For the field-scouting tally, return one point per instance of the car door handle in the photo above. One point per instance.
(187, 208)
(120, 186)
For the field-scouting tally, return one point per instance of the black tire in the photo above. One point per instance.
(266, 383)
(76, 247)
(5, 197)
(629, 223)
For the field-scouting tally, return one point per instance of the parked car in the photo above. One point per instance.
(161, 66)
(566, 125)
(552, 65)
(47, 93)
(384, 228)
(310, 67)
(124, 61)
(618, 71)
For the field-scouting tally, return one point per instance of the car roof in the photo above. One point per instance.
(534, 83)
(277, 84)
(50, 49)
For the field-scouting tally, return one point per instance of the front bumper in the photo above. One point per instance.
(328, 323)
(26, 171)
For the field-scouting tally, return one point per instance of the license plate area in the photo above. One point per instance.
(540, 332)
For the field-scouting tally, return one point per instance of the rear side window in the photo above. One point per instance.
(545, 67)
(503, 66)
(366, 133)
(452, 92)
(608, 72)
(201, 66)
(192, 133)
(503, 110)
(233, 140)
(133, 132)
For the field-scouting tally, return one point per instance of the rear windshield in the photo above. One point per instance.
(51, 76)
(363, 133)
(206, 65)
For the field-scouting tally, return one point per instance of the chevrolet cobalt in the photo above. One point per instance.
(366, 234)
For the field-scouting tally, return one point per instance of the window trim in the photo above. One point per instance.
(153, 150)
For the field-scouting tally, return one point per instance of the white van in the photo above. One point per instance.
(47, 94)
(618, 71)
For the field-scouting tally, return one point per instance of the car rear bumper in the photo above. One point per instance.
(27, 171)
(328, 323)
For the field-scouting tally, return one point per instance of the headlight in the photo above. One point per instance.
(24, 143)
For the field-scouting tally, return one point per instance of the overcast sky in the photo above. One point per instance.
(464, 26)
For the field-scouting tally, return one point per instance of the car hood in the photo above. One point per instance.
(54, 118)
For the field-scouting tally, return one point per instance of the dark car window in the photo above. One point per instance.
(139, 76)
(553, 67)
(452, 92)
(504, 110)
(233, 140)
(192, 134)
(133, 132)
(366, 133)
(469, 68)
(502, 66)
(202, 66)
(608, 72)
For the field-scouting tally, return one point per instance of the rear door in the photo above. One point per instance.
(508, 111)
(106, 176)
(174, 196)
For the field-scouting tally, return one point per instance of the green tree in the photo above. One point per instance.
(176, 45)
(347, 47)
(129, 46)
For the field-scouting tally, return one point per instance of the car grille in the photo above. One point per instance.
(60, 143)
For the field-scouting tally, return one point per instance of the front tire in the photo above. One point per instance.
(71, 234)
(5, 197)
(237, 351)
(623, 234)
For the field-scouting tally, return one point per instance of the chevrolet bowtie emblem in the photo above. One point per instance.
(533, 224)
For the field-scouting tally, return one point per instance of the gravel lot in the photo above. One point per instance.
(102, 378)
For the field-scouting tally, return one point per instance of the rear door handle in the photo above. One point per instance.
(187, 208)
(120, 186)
__________________________________________________
> What is required
Transcribe all entries exactly as they are given.

> Written answer
For the field-scouting tally, return one point per instance of the car door handle in the photo above. One point per instance.
(187, 208)
(120, 186)
For the field-scouting tally, return one point per instance of the black tire in the photo above. One point per instance.
(266, 383)
(76, 247)
(5, 197)
(629, 223)
For the field-scouting tally, return one point per instance of the parked car in the photo above. One point per instance.
(161, 66)
(566, 125)
(552, 65)
(47, 93)
(384, 228)
(310, 67)
(124, 61)
(618, 71)
For the field-scouting tally, return one point per instance of the car roof in the photo above. One point per instance.
(534, 83)
(277, 84)
(50, 49)
For the field-scouting tally, return one point per instance of the front bumper in the photo above. One point per instance.
(328, 323)
(26, 171)
For the field-scouting tally, return one point per instance of the license plate area in the photo above. One point per instance.
(540, 332)
For the field-scouting tally, return one point per instance of the rear side window in the photo above. One point per instance.
(545, 67)
(503, 66)
(366, 133)
(452, 92)
(608, 72)
(201, 66)
(192, 133)
(503, 110)
(233, 140)
(133, 132)
For the field-scouting tally, return one point per instance of the rear windshield in the photo above. One point per instance.
(51, 76)
(363, 133)
(206, 65)
For the field-scouting tally, return one point per instance of the chevrolet cobalt in the photo above. One point per instance.
(366, 234)
For the field-scouting tally, return one point per instance of the window trim in the photo above. One point per instance.
(153, 150)
For the field-scouting tally, return one point per instance of the white van in the photo above. One point per instance.
(47, 94)
(618, 71)
For the field-scouting tally, return one point per instance of the car rear bumper in the photo above. One point per instance.
(27, 171)
(328, 323)
For the field-scouting tally, return one point per instance of the headlight in the photo above. One point per instance.
(24, 143)
For the field-scouting tally, return one point per instance of the overcast sky in the photo above. One point per instance.
(464, 26)
For the field-scouting tally, return one point per instance of the car hood in the photo above. One point per instance.
(54, 118)
For the field-scouting tally, return one point per instance of the dark car window in the photo above. One point per instance.
(139, 76)
(553, 67)
(452, 92)
(504, 110)
(233, 140)
(192, 134)
(133, 132)
(366, 133)
(469, 68)
(502, 66)
(202, 66)
(608, 72)
For the field-scouting tally, return one point per instance of the rear door in the photo above. One point per instance.
(508, 111)
(106, 176)
(174, 196)
For the field-scouting tally, return one point per instance of the green tree in the photo above. One point per instance.
(176, 45)
(347, 47)
(129, 46)
For the field-scouting tally, return one point per instance of the car grille in the photo above. One point per instance.
(60, 143)
For the field-scouting tally, return one point per instance of the front tire in the photo above. One point per instance.
(71, 234)
(5, 197)
(237, 351)
(623, 234)
For the field-scouting tally, return one point per instance of the chevrolet bowtie emblem in the photo above. One point per instance.
(533, 224)
For the field-scouting tally, return one point per instance of the gravel lot in the photo above. One point per instance.
(102, 378)
For the field-scouting tally, return one point per instance of the rear door handle in the photo above. One point per instance.
(187, 208)
(120, 186)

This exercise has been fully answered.